Golden DogsIt’s 10:30 on a Friday night in February, and The Golden Dogs are lounging around upstairs at the Pyramid while The Paperbacks warm up the room downstairs.

The scene looks hilariously bad. Singer/keyboardist Jessica Grassia is wrapped in a fur coat, chugging cough syrup from the bottle. Singer/guitarist Dave Azzolini, who’s married to Jessica, is wearing mismatched shoes and sharing his wife’s medicine. Everyone else — bassist Stew Heyduk, drummer Taylor Knox and guitarist Neil Quin — is smoking.

We haven’t accidentally stumbled on The Golden Dogs dark secret or anything. Dave and Jessica, who met and fell in love in their hometown of Thunder Bay, really are suffering from an ass-kicking cold. Just another of the joys of touring Canada in February.

Still, touring life hasn’t lost its lustre for the Dogs just yet. In fact, the quintet only made its first cross-country trek last November, in support of its Big Eye Little Eye album.

“That tour put muscles on the whole band,” Azzolini says. “We had never had the experience of being on tour, and I always felt that we wouldn’t feel like a real band until we did that. I think it added up to being tighter as a band.”

While the Dogs got their feet wet opening for The Meligrove Band on their last time through Western Canada, the current tour has been a crash course in headlining. So far, the only major problem seems to be finding the perfect road music.

[Natural-language object grounding data]
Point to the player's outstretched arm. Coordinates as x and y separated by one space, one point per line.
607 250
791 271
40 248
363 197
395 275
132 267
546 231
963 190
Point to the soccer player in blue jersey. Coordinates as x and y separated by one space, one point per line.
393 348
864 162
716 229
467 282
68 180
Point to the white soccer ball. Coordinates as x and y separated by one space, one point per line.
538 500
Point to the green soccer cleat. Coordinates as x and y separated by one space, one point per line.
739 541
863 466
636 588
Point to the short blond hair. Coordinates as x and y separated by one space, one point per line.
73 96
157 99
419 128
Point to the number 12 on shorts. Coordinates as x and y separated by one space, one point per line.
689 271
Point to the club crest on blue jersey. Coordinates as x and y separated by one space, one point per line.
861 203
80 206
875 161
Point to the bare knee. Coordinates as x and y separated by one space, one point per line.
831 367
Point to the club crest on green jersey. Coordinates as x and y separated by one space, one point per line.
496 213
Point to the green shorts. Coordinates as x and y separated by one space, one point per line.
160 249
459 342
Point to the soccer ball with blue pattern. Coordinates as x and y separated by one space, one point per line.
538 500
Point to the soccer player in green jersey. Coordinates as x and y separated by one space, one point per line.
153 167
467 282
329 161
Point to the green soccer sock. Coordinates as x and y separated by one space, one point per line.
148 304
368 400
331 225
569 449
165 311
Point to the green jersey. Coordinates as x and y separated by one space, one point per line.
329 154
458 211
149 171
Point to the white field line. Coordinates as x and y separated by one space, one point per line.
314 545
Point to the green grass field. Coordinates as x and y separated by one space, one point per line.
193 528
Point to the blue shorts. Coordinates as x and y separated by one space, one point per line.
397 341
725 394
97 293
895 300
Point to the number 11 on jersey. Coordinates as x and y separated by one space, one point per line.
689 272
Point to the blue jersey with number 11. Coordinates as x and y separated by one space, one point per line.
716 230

---

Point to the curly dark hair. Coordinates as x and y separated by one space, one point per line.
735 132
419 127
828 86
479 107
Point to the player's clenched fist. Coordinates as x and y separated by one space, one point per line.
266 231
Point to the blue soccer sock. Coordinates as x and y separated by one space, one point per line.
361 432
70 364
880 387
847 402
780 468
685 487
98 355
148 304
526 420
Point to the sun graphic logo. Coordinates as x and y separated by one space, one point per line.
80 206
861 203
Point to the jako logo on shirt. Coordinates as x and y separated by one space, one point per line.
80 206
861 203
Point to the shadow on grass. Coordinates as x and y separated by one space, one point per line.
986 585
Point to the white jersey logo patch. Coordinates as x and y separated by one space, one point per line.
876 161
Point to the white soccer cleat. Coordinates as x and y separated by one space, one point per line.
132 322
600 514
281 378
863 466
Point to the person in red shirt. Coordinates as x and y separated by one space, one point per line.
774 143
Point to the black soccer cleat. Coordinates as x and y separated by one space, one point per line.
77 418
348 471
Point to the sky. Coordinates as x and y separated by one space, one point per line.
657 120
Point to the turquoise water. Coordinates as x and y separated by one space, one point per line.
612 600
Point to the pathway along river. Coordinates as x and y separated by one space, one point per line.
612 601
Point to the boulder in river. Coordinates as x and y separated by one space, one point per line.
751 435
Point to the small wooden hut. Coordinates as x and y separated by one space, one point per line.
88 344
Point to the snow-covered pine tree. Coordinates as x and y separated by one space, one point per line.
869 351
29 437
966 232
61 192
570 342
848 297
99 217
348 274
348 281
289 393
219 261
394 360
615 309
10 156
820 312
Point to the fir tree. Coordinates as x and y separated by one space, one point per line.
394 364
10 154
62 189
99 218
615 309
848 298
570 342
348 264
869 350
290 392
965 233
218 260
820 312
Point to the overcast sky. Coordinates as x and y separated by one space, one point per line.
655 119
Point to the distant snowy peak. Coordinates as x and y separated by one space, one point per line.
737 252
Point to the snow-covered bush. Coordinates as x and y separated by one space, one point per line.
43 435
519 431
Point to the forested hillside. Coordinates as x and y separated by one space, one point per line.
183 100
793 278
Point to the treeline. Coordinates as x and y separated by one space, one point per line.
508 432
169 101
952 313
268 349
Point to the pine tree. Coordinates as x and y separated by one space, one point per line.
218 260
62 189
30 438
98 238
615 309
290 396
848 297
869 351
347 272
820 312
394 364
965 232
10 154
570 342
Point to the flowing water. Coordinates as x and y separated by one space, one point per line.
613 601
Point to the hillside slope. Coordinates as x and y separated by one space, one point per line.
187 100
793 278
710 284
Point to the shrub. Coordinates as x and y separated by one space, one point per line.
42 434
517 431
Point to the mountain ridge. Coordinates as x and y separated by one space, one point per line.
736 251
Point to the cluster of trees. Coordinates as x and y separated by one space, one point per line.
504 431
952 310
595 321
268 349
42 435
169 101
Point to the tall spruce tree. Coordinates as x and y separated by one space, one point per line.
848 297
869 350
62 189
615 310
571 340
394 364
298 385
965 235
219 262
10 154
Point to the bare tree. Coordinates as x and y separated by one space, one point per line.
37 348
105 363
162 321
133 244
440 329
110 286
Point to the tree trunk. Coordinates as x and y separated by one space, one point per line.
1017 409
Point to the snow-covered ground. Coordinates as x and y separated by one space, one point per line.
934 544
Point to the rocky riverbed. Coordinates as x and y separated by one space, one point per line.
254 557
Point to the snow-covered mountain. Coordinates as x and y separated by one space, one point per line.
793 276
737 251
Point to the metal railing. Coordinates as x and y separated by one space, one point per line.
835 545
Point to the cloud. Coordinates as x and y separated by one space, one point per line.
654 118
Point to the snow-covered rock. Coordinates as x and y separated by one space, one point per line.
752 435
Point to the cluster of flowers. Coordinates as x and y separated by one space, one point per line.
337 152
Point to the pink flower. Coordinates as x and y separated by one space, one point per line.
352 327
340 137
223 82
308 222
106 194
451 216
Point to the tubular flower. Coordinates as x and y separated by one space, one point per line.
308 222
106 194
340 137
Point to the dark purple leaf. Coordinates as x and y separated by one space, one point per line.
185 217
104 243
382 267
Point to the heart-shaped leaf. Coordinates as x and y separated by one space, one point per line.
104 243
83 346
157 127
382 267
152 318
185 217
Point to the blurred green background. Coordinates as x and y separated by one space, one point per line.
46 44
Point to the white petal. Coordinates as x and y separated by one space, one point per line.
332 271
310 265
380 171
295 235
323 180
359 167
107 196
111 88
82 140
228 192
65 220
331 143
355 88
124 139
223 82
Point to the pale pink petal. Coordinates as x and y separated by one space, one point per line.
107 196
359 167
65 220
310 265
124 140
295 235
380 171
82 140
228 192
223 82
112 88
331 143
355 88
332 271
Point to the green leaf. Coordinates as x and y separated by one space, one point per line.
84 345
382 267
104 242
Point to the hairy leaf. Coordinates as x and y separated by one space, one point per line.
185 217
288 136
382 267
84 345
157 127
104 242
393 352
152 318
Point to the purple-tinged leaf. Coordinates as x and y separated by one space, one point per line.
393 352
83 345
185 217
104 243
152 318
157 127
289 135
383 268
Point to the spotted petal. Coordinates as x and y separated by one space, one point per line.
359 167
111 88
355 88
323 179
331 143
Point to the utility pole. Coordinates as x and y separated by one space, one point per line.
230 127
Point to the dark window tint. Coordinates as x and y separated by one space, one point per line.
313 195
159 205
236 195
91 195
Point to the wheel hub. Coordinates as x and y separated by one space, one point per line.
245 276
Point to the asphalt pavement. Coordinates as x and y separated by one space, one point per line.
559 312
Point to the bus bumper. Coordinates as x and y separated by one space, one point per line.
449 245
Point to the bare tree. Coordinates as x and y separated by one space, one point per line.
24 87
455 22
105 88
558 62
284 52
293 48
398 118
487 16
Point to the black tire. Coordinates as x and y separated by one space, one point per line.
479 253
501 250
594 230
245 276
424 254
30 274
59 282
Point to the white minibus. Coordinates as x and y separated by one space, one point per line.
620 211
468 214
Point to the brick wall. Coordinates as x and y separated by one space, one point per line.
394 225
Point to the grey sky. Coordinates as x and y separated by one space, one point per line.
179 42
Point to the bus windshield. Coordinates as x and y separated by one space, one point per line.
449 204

TASKS:
1. Copy the passage from the Golden Dogs article word for word, starting at "Still, touring life" and ending at "perfect road music.".
2. Sum up the Golden Dogs article in two sentences.

ANSWERS BY ITEM NUMBER:
1.
Still, touring life hasn’t lost its lustre for the Dogs just yet. In fact, the quintet only made its first cross-country trek last November, in support of its Big Eye Little Eye album.

“That tour put muscles on the whole band,” Azzolini says. “We had never had the experience of being on tour, and I always felt that we wouldn’t feel like a real band until we did that. I think it added up to being tighter as a band.”

While the Dogs got their feet wet opening for The Meligrove Band on their last time through Western Canada, the current tour has been a crash course in headlining. So far, the only major problem seems to be finding the perfect road music.

2. On a February night, The Golden Dogs lounge upstairs at the Pyramid while The Paperbacks warm up the room, and married singers Jessica Grassia and Dave Azzolini are fighting a bad cold. The quintet made its first cross-country tour only last November to support its Big Eye Little Eye album, which Azzolini says made the band tighter, and the current tour has been a crash course in headlining.